SOURCE EXTRACT: Begin

Hilton characterizes pornography as a readily available drug that produces an addictive neurochemical trap and notes that brain imaging of porn addicts shows shrinkage in the brain’s reward and control centers akin to that of drug addicts.
Cambridge University addiction expert Valerie Voon puts it more succinctly: “Letting our children consume [porn] freely via the internet is like leaving heroin lying around the house.”
There are, to be sure, a handful of researchers who posit the innocuousness of porn, but they’re up against a growing consensus that porn is harmful and addictive.
Certified sex therapist Wendy Maltz has treated dozens of compulsive porn users at her practice in Eugene, Oregon, including growing numbers of young men who started using porn as teens but didn’t acknowledge they had a problem until they began suffering erectile dysfunction or depression in their 20s. Her porn clients are ashamed of themselves, often self-isolate, and experience poor self-esteem, insomnia, and anxiety.
Maltz, co-author of “The Porn Trap: The Essential Guide to Overcoming Problems Caused by Pornography,” says that porn was the first sexual experience of many of her clients. Instead of stealing kisses under the bleachers, these young men are masturbating in front of screens. “Porn railroads their sexuality,” she says. “They don’t realize they’re forfeiting control to this industry and giving up something very precious – love-based intimacy and erotic imagination.”
A little-noticed Salon essay by novelist Mark Slouka echoes Maltz’s lament. Slouka contrasts the experience of cyberporn with the experience of lovemaking. He likens online porn to a “million-room whorehouse” that offers a 24/7 smorgasbord of pre-packaged sexual fantasies that colonize the mind. In Slouka’s experience, the price porn users pay is the loss of imagination, accountability, and agency. They become an “army of unmanned drones, piloting our libido through the ether.”

SOURCE EXTRACT: End

= TASK DIRECTIONS =
Copy the pornography text starting with "Cambridge University addiction" and going on through "harmful and addictive.", substituting "scientists" for "researchers".

GIVEN RECORDS: Begin

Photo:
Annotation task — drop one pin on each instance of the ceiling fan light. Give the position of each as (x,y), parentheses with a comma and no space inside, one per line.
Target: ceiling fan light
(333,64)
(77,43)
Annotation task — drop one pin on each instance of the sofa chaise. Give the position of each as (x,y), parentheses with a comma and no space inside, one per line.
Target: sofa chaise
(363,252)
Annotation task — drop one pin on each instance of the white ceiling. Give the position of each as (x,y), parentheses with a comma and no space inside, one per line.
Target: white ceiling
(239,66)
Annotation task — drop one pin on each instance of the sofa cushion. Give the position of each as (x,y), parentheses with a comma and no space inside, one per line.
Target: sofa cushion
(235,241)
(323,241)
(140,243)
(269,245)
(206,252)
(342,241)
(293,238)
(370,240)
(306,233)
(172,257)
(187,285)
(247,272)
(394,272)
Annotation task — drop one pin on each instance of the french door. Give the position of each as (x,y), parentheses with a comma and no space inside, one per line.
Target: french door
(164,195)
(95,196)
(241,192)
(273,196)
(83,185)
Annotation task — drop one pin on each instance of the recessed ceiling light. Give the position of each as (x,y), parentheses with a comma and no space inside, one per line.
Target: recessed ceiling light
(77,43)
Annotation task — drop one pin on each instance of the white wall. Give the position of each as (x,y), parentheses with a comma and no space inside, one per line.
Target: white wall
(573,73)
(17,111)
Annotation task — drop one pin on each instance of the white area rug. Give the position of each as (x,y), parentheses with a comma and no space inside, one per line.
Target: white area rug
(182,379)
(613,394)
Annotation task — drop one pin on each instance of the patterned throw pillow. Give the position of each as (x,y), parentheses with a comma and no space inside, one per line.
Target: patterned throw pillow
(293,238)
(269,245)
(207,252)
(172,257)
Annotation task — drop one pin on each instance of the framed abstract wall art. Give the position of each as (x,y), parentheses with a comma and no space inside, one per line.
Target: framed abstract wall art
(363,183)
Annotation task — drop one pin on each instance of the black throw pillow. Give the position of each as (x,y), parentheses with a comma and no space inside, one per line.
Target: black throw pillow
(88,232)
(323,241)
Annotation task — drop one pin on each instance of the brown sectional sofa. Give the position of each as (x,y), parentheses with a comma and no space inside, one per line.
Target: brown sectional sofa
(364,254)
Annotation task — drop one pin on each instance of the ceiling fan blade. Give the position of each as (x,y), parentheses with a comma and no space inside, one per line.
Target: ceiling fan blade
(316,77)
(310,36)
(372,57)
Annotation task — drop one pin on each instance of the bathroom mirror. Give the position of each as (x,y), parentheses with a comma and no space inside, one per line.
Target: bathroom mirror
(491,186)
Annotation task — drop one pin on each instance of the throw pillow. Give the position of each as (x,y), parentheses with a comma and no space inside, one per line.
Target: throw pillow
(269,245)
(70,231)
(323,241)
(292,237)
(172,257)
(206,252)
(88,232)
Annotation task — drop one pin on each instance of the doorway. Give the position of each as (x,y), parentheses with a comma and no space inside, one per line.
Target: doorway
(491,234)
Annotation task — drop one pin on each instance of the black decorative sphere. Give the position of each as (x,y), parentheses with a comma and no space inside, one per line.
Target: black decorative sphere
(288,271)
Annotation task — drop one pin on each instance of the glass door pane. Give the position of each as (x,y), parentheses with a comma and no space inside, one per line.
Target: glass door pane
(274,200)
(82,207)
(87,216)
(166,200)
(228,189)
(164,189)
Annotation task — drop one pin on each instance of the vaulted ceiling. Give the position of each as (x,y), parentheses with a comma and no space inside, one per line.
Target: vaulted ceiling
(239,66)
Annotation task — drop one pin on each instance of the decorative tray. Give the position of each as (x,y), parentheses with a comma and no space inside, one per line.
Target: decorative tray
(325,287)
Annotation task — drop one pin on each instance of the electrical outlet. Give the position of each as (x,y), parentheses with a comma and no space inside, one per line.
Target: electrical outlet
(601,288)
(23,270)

GIVEN RECORDS: End
GIVEN RECORDS: Begin

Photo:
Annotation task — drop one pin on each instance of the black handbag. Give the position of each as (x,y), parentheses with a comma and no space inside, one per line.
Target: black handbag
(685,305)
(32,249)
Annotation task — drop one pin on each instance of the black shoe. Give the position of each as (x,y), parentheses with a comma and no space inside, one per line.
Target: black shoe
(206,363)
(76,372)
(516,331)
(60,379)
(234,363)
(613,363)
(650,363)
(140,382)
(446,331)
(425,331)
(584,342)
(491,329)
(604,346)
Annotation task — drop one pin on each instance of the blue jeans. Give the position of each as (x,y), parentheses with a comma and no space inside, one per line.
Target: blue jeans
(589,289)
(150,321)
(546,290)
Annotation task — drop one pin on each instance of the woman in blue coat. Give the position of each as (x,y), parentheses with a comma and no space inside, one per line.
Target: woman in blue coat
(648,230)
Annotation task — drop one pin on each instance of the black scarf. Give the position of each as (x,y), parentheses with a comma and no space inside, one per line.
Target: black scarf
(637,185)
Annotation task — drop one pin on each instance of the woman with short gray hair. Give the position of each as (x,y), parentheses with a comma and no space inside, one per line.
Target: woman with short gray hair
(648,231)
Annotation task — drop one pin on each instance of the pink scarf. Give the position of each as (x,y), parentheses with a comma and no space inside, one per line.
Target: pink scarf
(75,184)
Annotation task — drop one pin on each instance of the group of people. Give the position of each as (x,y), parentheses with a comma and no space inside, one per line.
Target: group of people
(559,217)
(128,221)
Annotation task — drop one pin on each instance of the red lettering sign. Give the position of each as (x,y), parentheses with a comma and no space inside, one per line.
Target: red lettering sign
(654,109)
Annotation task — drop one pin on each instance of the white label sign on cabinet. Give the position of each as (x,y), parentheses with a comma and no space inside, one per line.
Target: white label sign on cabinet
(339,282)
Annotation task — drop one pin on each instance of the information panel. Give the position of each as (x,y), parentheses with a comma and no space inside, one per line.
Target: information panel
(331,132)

GIVEN RECORDS: End

= RESULT OF THE EXERCISE =
Cambridge University addiction expert Valerie Voon puts it more succinctly: “Letting our children consume [porn] freely via the internet is like leaving heroin lying around the house.”
There are, to be sure, a handful of scientists who posit the innocuousness of porn, but they’re up against a growing consensus that porn is harmful and addictive.